-- START THE RECORDS --
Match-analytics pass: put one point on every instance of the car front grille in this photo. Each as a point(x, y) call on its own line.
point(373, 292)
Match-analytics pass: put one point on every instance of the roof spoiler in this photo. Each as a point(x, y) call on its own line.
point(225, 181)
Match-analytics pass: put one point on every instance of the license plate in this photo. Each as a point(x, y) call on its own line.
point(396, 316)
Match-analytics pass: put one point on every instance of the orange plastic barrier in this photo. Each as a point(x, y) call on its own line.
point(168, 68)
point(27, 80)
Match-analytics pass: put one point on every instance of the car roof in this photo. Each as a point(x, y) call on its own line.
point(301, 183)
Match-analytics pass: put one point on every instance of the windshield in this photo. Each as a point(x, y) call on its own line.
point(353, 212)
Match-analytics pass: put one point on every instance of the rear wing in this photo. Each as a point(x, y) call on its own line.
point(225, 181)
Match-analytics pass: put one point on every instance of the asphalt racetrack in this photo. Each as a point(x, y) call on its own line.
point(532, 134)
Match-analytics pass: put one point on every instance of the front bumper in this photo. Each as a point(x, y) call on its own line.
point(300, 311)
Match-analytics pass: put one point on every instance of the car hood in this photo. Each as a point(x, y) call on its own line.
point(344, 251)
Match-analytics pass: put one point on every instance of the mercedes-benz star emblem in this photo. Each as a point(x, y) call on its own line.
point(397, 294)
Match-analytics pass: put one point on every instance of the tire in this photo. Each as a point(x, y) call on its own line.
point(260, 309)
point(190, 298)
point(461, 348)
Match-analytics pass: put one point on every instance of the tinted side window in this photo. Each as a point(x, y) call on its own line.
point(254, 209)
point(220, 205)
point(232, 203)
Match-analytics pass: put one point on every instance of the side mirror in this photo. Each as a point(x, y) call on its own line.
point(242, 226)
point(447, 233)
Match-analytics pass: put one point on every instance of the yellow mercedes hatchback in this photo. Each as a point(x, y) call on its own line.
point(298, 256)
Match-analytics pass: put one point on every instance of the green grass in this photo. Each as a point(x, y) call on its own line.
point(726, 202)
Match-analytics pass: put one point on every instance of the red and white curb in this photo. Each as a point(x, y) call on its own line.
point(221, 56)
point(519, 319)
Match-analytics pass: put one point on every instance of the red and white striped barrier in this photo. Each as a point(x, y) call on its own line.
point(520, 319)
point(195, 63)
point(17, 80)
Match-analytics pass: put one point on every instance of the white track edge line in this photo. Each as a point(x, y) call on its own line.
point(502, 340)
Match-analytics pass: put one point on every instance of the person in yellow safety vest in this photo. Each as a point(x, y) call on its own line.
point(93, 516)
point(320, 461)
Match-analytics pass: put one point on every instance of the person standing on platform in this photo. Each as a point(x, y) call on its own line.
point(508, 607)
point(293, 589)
-- END THE RECORDS --
WHAT IS NEEDED: Rewrite every row above, replacing "on its own line" with "on a separate line" and leaving everything else unchanged.

FULL RESPONSE:
Match-analytics pass: put one point on every instance of the car front grille in this photo. Each as a point(x, y) call on a separate line.
point(373, 292)
Match-analytics pass: put one point on every instance of the roof spoiler in this photo. Each as a point(x, y) call on a separate line.
point(225, 181)
Match-analytics pass: put one point on every instance of the license plate in this photo. Each as a point(x, y) call on a separate line.
point(396, 316)
Match-analytics pass: put one point on every instance of the orange plastic barrier in this photo. Each as a point(x, y) call on a separate line.
point(168, 68)
point(27, 80)
Match-analytics pass: put one point on every instance of the car roof in this photo. Each as a point(x, y) call on a separate line.
point(301, 183)
Match-analytics pass: put one point on every instance of the windshield in this photo. Each as a point(x, y) call on a separate line.
point(353, 212)
Match-analytics pass: put one point on every instance of the rear wing in this photo. Each as a point(x, y) call on a separate line.
point(225, 181)
Match-analytics pass: put one point on every instance of the asphalt racetrack in this photo. Each as a point(x, y) call on a separate line.
point(532, 134)
Match-analytics pass: put one point on every instance of the front bumper in this photo. Each as a point(x, y) call on a separate line.
point(300, 311)
Match-analytics pass: put one point on every instance of the car hood in this photo. Each as a point(x, y) call on a separate line.
point(344, 251)
Match-analytics pass: put one point on every instance of the mercedes-benz star emblem in this photo. Each as a point(x, y) call on a separate line.
point(397, 294)
Match-analytics pass: put one point on every instance of the tire in this photo. Each as a point(x, y) call on a separate line.
point(260, 309)
point(190, 298)
point(461, 348)
Match-analytics pass: put one point on every instance of the tinted side window in this photo. Each as a point(x, y) call on a separate line.
point(254, 209)
point(220, 205)
point(232, 203)
Match-analytics pass: put one point on every instance of the side mirror in this photo. Each as a point(x, y) call on a separate line.
point(242, 226)
point(447, 233)
Match-analytics pass: put one point on every instance of the yellow mercedes hatchback in this photo. Each as a point(x, y) call on a separate line.
point(298, 256)
Match-analytics pass: put one point on every instance of the green grass in this photo. Each as a point(x, y) call on a separate line.
point(726, 202)
Match-analytics pass: put one point on every instance of the red and white curb in this photo. Each as a point(x, y) call on a separate line.
point(221, 56)
point(519, 319)
Match-analytics pass: put one point on every instance of the red and white striped barrier in this photo. Each as a point(x, y) call on a separate line.
point(520, 319)
point(195, 63)
point(17, 80)
Match-analytics pass: put one point on every instance of the white track edge line in this photo. Each as a point(x, y) call on a separate line.
point(502, 340)
Match-analytics pass: put one point on every instance of the person in yellow safety vest in this photo. Each as a point(x, y) call on a separate line.
point(93, 516)
point(320, 461)
Match-analytics pass: put one point on every instance of the person standing on platform in this photo. Each as a point(x, y) call on a separate line.
point(508, 607)
point(293, 589)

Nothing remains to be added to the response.